* REQUIREMENT *
Using the listing below, show all lines that hold the word "ferry".

* EXTRACTED ENTRIES *
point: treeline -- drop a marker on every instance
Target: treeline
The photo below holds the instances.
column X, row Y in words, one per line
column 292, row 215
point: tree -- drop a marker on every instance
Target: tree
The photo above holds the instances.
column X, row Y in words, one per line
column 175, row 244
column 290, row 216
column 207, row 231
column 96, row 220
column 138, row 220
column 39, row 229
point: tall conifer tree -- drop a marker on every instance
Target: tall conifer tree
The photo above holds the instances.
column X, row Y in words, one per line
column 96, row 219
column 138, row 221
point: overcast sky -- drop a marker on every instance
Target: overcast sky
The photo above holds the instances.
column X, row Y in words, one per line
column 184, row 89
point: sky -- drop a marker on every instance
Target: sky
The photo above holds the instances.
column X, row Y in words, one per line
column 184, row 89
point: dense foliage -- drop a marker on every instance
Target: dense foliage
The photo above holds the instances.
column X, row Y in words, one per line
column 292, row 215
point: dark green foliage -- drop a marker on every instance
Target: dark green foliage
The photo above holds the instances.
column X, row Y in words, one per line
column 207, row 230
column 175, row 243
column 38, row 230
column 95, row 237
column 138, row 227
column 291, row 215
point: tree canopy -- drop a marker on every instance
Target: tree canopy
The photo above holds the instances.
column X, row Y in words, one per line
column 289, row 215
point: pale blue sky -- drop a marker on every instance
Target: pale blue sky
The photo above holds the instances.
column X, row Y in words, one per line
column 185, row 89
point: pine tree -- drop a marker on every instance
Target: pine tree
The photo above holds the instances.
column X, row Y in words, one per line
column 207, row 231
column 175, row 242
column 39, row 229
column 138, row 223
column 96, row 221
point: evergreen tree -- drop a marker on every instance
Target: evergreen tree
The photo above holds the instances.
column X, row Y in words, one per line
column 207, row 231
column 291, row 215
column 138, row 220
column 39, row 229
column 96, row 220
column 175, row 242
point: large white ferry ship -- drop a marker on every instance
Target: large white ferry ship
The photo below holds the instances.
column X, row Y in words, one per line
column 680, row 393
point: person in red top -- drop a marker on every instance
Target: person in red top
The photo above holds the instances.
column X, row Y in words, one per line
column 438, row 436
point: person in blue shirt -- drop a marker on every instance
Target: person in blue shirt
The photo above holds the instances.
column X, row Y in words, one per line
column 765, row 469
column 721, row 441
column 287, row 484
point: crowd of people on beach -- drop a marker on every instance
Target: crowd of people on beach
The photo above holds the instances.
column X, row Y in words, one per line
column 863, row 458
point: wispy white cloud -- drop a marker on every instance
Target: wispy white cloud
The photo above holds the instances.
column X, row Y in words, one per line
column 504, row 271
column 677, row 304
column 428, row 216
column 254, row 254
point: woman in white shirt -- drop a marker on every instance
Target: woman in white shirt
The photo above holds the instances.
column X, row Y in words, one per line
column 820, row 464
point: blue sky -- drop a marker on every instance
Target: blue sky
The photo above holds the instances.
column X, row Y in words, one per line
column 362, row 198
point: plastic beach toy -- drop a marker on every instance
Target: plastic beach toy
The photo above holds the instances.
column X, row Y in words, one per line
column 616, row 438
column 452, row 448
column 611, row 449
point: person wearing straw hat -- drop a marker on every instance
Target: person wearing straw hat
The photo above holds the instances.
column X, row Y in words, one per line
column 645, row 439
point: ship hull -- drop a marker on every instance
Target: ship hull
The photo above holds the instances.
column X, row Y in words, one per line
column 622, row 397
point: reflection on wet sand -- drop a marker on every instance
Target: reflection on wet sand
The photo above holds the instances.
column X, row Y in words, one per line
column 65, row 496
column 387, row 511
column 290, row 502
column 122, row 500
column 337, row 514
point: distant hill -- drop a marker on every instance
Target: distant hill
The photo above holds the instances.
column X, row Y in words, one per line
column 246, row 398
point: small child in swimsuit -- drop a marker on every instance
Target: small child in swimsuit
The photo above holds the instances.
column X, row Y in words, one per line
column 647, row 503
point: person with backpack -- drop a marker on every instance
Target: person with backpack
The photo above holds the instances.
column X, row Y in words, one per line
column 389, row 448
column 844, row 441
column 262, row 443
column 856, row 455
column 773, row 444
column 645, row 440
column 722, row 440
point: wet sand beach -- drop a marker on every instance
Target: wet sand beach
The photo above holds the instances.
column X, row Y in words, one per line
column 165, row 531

* TASK OUTPUT *
point: large white ferry ship -- drop a marker on every instance
Target: large white ferry ship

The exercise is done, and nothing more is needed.